Image location labeling entries

··········

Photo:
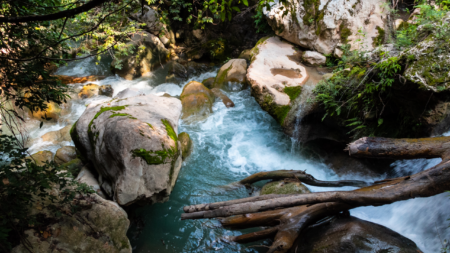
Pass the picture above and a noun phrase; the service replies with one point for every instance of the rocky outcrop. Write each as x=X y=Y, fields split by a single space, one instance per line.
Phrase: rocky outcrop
x=133 y=144
x=276 y=76
x=351 y=235
x=197 y=101
x=232 y=75
x=100 y=226
x=284 y=187
x=322 y=25
x=143 y=60
x=65 y=155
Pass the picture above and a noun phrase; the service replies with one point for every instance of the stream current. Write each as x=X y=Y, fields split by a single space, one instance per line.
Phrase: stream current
x=228 y=146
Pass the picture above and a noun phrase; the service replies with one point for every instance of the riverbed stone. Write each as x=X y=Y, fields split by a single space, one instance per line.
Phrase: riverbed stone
x=314 y=58
x=322 y=25
x=100 y=227
x=352 y=235
x=197 y=100
x=284 y=187
x=276 y=76
x=65 y=155
x=186 y=144
x=143 y=61
x=133 y=144
x=58 y=136
x=89 y=90
x=41 y=157
x=232 y=75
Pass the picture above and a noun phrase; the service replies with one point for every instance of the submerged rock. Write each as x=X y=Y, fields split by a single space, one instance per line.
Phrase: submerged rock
x=133 y=145
x=322 y=25
x=197 y=100
x=284 y=187
x=100 y=226
x=89 y=90
x=276 y=76
x=186 y=144
x=65 y=155
x=143 y=60
x=352 y=235
x=232 y=75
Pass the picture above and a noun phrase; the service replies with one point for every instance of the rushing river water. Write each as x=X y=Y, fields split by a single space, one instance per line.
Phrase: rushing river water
x=228 y=146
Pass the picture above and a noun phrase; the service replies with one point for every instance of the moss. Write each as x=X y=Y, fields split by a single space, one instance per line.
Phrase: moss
x=277 y=111
x=344 y=32
x=379 y=40
x=293 y=92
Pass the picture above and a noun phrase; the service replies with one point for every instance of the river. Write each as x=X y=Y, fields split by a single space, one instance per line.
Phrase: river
x=228 y=146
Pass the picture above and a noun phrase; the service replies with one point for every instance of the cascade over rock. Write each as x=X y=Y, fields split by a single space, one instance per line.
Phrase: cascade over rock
x=276 y=76
x=133 y=144
x=322 y=25
x=149 y=58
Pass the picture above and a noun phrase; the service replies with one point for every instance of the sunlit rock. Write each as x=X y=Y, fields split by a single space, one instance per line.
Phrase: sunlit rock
x=133 y=144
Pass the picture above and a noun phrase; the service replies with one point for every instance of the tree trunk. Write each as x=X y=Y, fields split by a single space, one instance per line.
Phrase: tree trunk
x=298 y=211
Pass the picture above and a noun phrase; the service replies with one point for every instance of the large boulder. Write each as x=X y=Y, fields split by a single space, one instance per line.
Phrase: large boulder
x=197 y=100
x=133 y=144
x=100 y=227
x=322 y=25
x=276 y=76
x=232 y=75
x=143 y=60
x=352 y=235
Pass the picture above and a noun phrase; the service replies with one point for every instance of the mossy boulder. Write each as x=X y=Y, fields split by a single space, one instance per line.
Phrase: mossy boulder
x=89 y=90
x=197 y=100
x=41 y=157
x=143 y=60
x=232 y=75
x=284 y=187
x=65 y=155
x=132 y=142
x=351 y=235
x=186 y=144
x=102 y=229
x=53 y=112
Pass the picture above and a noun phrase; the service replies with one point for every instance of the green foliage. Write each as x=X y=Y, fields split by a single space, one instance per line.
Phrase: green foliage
x=25 y=185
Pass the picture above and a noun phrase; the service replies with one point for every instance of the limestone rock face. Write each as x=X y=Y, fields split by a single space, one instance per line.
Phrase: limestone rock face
x=75 y=233
x=321 y=25
x=352 y=235
x=65 y=155
x=276 y=76
x=284 y=187
x=153 y=25
x=149 y=58
x=133 y=145
x=197 y=100
x=232 y=75
x=314 y=58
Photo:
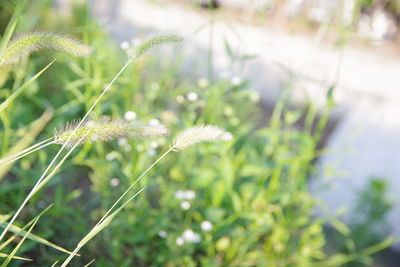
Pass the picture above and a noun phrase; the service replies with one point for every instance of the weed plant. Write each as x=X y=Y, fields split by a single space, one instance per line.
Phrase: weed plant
x=239 y=203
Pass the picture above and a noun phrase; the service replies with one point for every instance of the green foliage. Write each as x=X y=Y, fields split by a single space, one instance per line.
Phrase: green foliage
x=155 y=41
x=25 y=44
x=252 y=193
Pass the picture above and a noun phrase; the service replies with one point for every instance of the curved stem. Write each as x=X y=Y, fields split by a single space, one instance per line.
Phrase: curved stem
x=26 y=152
x=133 y=184
x=78 y=247
x=62 y=148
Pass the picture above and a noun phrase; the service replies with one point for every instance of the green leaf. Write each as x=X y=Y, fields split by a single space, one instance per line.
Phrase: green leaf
x=12 y=254
x=158 y=40
x=17 y=92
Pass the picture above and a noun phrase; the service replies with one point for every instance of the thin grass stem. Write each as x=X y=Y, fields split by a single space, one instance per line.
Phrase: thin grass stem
x=27 y=151
x=63 y=147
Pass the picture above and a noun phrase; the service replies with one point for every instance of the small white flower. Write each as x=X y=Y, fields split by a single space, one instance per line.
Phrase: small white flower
x=155 y=86
x=130 y=115
x=162 y=234
x=122 y=141
x=154 y=122
x=124 y=45
x=225 y=74
x=190 y=236
x=180 y=99
x=179 y=194
x=151 y=152
x=199 y=134
x=185 y=205
x=114 y=182
x=202 y=83
x=192 y=96
x=180 y=241
x=41 y=204
x=154 y=144
x=190 y=194
x=228 y=111
x=236 y=80
x=136 y=42
x=206 y=226
x=110 y=157
x=254 y=97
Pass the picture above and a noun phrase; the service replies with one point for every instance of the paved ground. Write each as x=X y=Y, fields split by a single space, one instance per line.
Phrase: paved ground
x=365 y=143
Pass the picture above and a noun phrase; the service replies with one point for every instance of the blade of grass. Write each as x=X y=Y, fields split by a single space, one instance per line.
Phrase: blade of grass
x=98 y=228
x=89 y=263
x=12 y=25
x=2 y=222
x=36 y=128
x=17 y=92
x=3 y=255
x=12 y=254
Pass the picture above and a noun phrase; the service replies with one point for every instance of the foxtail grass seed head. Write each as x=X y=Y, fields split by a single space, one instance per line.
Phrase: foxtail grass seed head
x=105 y=130
x=155 y=41
x=25 y=44
x=199 y=134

··········

_THE EXERCISE_.
Rewrite every line of the records above as a numbered list, skipping any blank lines and leaving the pictures out.

_THE RESULT_.
1. Photo:
2. Pass the picture above and a noun phrase; the service replies with one point for every instance of the rocky outcrop. Write each as x=X y=Y, fields split by a single space, one instance per line.
3. Phrase: rocky outcrop
4. x=133 y=144
5. x=276 y=76
6. x=351 y=235
7. x=197 y=101
8. x=232 y=75
9. x=100 y=226
10. x=284 y=187
11. x=322 y=25
12. x=143 y=60
13. x=65 y=155
14. Pass the picture above and a noun phrase; the service replies with one point for every instance of the stream current. Write each as x=X y=Y, fields split by a single space, one instance per line.
15. Phrase: stream current
16. x=228 y=146
17. Pass the picture above and a noun phrase; the service replies with one point for every instance of the riverbed stone. Write each as x=X y=Y, fields split by a single space, one instance per line.
18. Phrase: riverbed stone
19. x=314 y=58
20. x=322 y=25
21. x=100 y=227
22. x=352 y=235
23. x=197 y=100
24. x=284 y=187
25. x=276 y=76
26. x=65 y=155
27. x=186 y=144
28. x=143 y=61
29. x=133 y=144
30. x=58 y=136
31. x=89 y=90
32. x=41 y=157
33. x=232 y=75
34. Pass the picture above and a noun phrase; the service replies with one point for every instance of the submerged rock. Write each as x=X y=Y, fields split by a single space, one instance per line.
35. Phrase: submerged rock
36. x=133 y=145
37. x=322 y=25
38. x=197 y=100
39. x=284 y=187
40. x=100 y=226
41. x=89 y=90
42. x=276 y=76
43. x=186 y=144
44. x=65 y=155
45. x=143 y=60
46. x=352 y=235
47. x=232 y=75
48. Pass the picture above and a noun phrase; the service replies with one point for every instance of the rushing river water. Write each as x=X y=Y, fields split by a single space, one instance per line.
49. Phrase: rushing river water
50. x=228 y=146
51. Pass the picture above and a noun phrase; the service replies with one point for every instance of the moss. Write each as x=X y=Y, fields split by a single space, one instance per line.
52. Phrase: moss
53. x=277 y=111
54. x=344 y=32
55. x=379 y=40
56. x=293 y=92
57. Pass the picture above and a noun phrase; the service replies with one point for every instance of the river. Write each as x=X y=Y, fields split by a single space, one instance per line.
58. Phrase: river
59. x=228 y=146
60. Pass the picture above and a noun phrase; the service replies with one point for every instance of the cascade over rock. Write each as x=X y=Y, fields split by a single space, one instance per line.
61. Phrase: cascade over rock
62. x=276 y=76
63. x=133 y=144
64. x=322 y=25
65. x=149 y=58
66. Pass the picture above and a noun phrase; the service replies with one point for every instance of the sunlit rock. Write each as x=X y=Y, fields split by a single space, one instance per line.
67. Phrase: sunlit rock
68. x=133 y=144
69. Pass the picture above and a noun phrase; the service replies with one point for every instance of the tree trunk. Write each as x=X y=Y, fields split by a single space, one instance per line.
70. Phrase: tree trunk
71. x=298 y=211
72. Pass the picture above and a noun phrase; the service replies with one point for every instance of the large boulder. Write each as x=X y=Y, fields split by a single space, one instance per line.
73. Phrase: large boulder
74. x=197 y=100
75. x=133 y=144
76. x=100 y=227
77. x=322 y=25
78. x=276 y=76
79. x=232 y=75
80. x=143 y=60
81. x=352 y=235
82. Pass the picture above and a noun phrase; the service replies with one point for every instance of the mossy boulder. Write each as x=X y=Y, fields split by a single space, one instance per line.
83. Phrase: mossy boulder
84. x=89 y=90
85. x=197 y=100
86. x=41 y=157
87. x=143 y=60
88. x=232 y=75
89. x=284 y=187
90. x=65 y=155
91. x=132 y=142
92. x=351 y=235
93. x=186 y=144
94. x=102 y=229
95. x=53 y=112
96. Pass the picture above and a noun phrase; the service replies with one point for every instance of the green foliage. Write each as x=X y=Y, fields split by a single space, one instance per line.
97. Phrase: green foliage
98. x=25 y=185
99. Pass the picture above and a noun phrase; the service replies with one point for every instance of the limestone rock face. Write each as x=X y=Y, fields split by a single space, one instance per line.
100. Phrase: limestone rock face
101. x=75 y=233
102. x=321 y=25
103. x=352 y=235
104. x=65 y=155
105. x=276 y=76
106. x=284 y=187
107. x=153 y=25
108. x=149 y=58
109. x=133 y=145
110. x=197 y=100
111. x=232 y=75
112. x=314 y=58
113. Photo:
114. Pass the picture above and a noun phrase; the service replies with one point for every instance of the weed plant. Write each as x=X y=Y, fields split by a single space, one instance per line.
115. Phrase: weed plant
116. x=239 y=203
117. Pass the picture above and a noun phrase; the service replies with one point for every instance of the green foliage. Write each as x=X y=Y, fields split by a single space, one instance per line.
118. Phrase: green foliage
119. x=155 y=41
120. x=25 y=44
121. x=252 y=193
122. Pass the picture above and a noun phrase; the service replies with one point for every instance of the curved stem. Write each as x=X y=Y, fields split by a single space, one instance per line.
123. Phrase: curved stem
124. x=26 y=152
125. x=133 y=184
126. x=78 y=247
127. x=62 y=148
128. Pass the picture above and a noun phrase; the service replies with one point for every instance of the green leaf. Write each as x=X y=Y, fields split by a single space, one instance per line.
129. Phrase: green leaf
130. x=12 y=254
131. x=158 y=40
132. x=17 y=92
133. Pass the picture above and a noun phrase; the service replies with one point for every instance of the thin grass stem. Write each as x=X y=Y, fields split by a single space, one instance per line.
134. Phrase: thin grass stem
135. x=27 y=151
136. x=63 y=147
137. Pass the picture above and a noun phrase; the service replies with one point for every instance of the small white flower. Write each as x=X y=Y, fields split by a single space, one instance per line.
138. Phrase: small white flower
139. x=155 y=86
140. x=130 y=115
141. x=162 y=234
142. x=122 y=141
143. x=154 y=122
144. x=124 y=45
145. x=225 y=74
146. x=190 y=236
147. x=180 y=99
148. x=179 y=194
149. x=151 y=152
150. x=199 y=134
151. x=185 y=205
152. x=114 y=182
153. x=202 y=83
154. x=192 y=96
155. x=180 y=241
156. x=41 y=204
157. x=154 y=144
158. x=190 y=194
159. x=228 y=111
160. x=236 y=80
161. x=136 y=42
162. x=206 y=226
163. x=110 y=157
164. x=254 y=97
165. Pass the picture above and a noun phrase; the service replies with one point for every instance of the paved ground. Write each as x=X y=Y, fields split by a single space, one instance per line.
166. Phrase: paved ground
167. x=365 y=143
168. Pass the picture above and a noun phrase; the service replies with one point for every instance of the blade of grass. Write each as x=X y=Y, fields split by a single space, one instance per line.
169. Phrase: blade of grass
170. x=98 y=228
171. x=89 y=263
172. x=12 y=25
173. x=2 y=222
174. x=36 y=128
175. x=17 y=92
176. x=3 y=255
177. x=12 y=254
178. Pass the picture above and a noun phrase; the service replies with one point for every instance of the foxtail grass seed head. Write each as x=X y=Y, fields split by a single space, one instance per line.
179. Phrase: foxtail grass seed head
180. x=105 y=130
181. x=155 y=41
182. x=25 y=44
183. x=199 y=134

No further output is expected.